__DATA FOR REVIEW__.

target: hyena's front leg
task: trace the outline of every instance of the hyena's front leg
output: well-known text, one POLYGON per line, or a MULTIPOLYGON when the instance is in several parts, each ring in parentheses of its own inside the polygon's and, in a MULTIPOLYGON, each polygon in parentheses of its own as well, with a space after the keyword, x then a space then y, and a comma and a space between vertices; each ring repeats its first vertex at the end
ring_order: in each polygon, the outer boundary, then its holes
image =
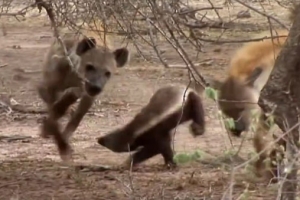
POLYGON ((254 134, 254 148, 256 153, 260 154, 255 163, 255 168, 258 176, 265 175, 268 179, 272 179, 277 176, 277 153, 279 151, 276 149, 276 145, 268 147, 270 142, 268 141, 269 138, 267 138, 267 136, 271 127, 266 120, 267 117, 262 113, 259 118, 257 130, 254 134), (266 162, 267 158, 270 158, 270 164, 266 162))
POLYGON ((280 174, 278 174, 278 166, 280 166, 284 158, 284 153, 286 151, 286 141, 284 138, 278 138, 275 134, 273 134, 273 139, 278 141, 275 142, 275 145, 269 154, 271 163, 269 166, 270 173, 268 178, 272 179, 272 182, 277 182, 277 177, 278 175, 280 176, 280 174))
POLYGON ((87 95, 84 95, 80 99, 77 109, 72 114, 70 121, 63 131, 63 135, 66 139, 69 139, 73 135, 84 115, 89 111, 93 103, 94 98, 87 95))
POLYGON ((49 116, 44 120, 42 125, 42 135, 48 133, 54 136, 55 143, 58 146, 59 153, 63 160, 64 156, 70 155, 71 148, 67 140, 61 134, 58 119, 64 116, 69 106, 80 98, 81 92, 82 90, 79 87, 68 88, 50 107, 49 116))

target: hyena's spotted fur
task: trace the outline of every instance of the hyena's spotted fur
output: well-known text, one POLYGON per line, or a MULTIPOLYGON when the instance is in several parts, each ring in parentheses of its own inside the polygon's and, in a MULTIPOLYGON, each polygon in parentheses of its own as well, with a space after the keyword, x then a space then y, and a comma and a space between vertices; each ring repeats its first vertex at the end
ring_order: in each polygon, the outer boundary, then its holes
MULTIPOLYGON (((211 86, 219 91, 219 108, 225 115, 235 120, 235 126, 230 130, 235 136, 249 130, 252 113, 258 112, 259 120, 253 139, 257 153, 271 142, 267 139, 270 126, 266 123, 266 114, 257 104, 258 99, 288 36, 287 30, 273 31, 272 35, 276 36, 276 33, 283 37, 244 44, 233 55, 227 78, 224 81, 211 80, 211 86)), ((265 33, 263 36, 266 35, 271 36, 271 33, 265 33)), ((278 144, 285 146, 282 140, 278 144)), ((267 175, 271 178, 276 176, 277 165, 273 162, 276 160, 276 152, 279 152, 276 149, 278 148, 272 147, 259 156, 255 164, 258 175, 267 175), (264 164, 268 157, 271 158, 271 169, 264 164)), ((279 153, 282 155, 282 152, 279 153)))
POLYGON ((46 55, 43 80, 38 86, 39 97, 46 103, 48 116, 43 121, 41 136, 53 136, 62 159, 69 159, 71 147, 68 139, 92 106, 116 67, 129 61, 129 51, 119 48, 114 51, 98 46, 94 38, 74 37, 63 40, 73 66, 70 66, 58 40, 55 40, 46 55), (78 99, 79 105, 63 131, 58 120, 78 99))

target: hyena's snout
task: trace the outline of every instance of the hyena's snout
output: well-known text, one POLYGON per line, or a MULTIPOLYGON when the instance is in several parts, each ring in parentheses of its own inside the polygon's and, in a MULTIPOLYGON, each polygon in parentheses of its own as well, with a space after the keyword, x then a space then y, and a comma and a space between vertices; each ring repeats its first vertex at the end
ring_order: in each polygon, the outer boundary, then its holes
POLYGON ((96 96, 102 92, 102 85, 96 83, 85 83, 85 90, 90 96, 96 96))

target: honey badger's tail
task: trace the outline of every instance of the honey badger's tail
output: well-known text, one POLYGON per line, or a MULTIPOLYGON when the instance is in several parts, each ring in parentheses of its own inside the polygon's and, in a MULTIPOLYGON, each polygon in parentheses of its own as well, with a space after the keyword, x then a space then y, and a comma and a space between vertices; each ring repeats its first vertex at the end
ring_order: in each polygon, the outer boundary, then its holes
POLYGON ((288 19, 290 20, 290 22, 294 22, 299 10, 300 10, 300 3, 293 2, 292 6, 289 8, 289 14, 288 14, 288 19))

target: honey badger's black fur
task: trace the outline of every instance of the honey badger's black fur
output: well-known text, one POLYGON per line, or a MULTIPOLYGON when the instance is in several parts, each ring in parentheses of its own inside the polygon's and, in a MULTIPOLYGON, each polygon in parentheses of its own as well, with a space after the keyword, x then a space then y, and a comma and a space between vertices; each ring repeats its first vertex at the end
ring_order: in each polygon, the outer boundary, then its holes
MULTIPOLYGON (((132 157, 133 165, 162 154, 165 164, 174 166, 172 130, 192 120, 190 132, 195 137, 202 135, 205 132, 204 114, 201 97, 195 90, 166 86, 156 91, 128 124, 98 138, 98 143, 114 152, 137 150, 132 157)), ((127 165, 129 161, 131 159, 127 165)))

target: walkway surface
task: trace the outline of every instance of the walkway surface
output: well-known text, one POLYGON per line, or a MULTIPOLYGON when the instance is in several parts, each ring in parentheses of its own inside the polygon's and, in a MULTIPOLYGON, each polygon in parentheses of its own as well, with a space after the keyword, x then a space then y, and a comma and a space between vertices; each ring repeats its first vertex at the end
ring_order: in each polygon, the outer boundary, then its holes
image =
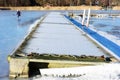
POLYGON ((100 34, 98 34, 97 32, 89 29, 88 27, 83 26, 82 24, 80 24, 76 20, 74 20, 74 19, 72 19, 72 18, 70 18, 68 16, 65 16, 65 17, 67 19, 69 19, 74 25, 78 26, 84 32, 86 32, 88 35, 90 35, 92 38, 94 38, 96 41, 98 41, 105 48, 110 50, 110 53, 114 57, 116 57, 118 60, 120 60, 120 46, 119 45, 117 45, 116 43, 112 42, 111 40, 108 40, 107 38, 101 36, 100 34))
POLYGON ((51 12, 23 49, 25 53, 106 55, 102 49, 59 12, 51 12))

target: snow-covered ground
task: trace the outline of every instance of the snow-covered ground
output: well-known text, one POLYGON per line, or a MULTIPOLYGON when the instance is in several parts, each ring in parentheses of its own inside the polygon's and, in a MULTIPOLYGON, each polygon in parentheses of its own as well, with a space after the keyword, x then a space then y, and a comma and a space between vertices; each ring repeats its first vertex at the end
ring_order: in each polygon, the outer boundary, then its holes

__AIM OF THE TASK__. Return, in full, every line of these entries that holds "honey".

__ANSWER TO THIS EXERCISE__.
target: honey badger's tail
task: trace the outline of every instance of the honey badger's tail
target: honey badger's black fur
task: trace the outline of every instance of the honey badger's black fur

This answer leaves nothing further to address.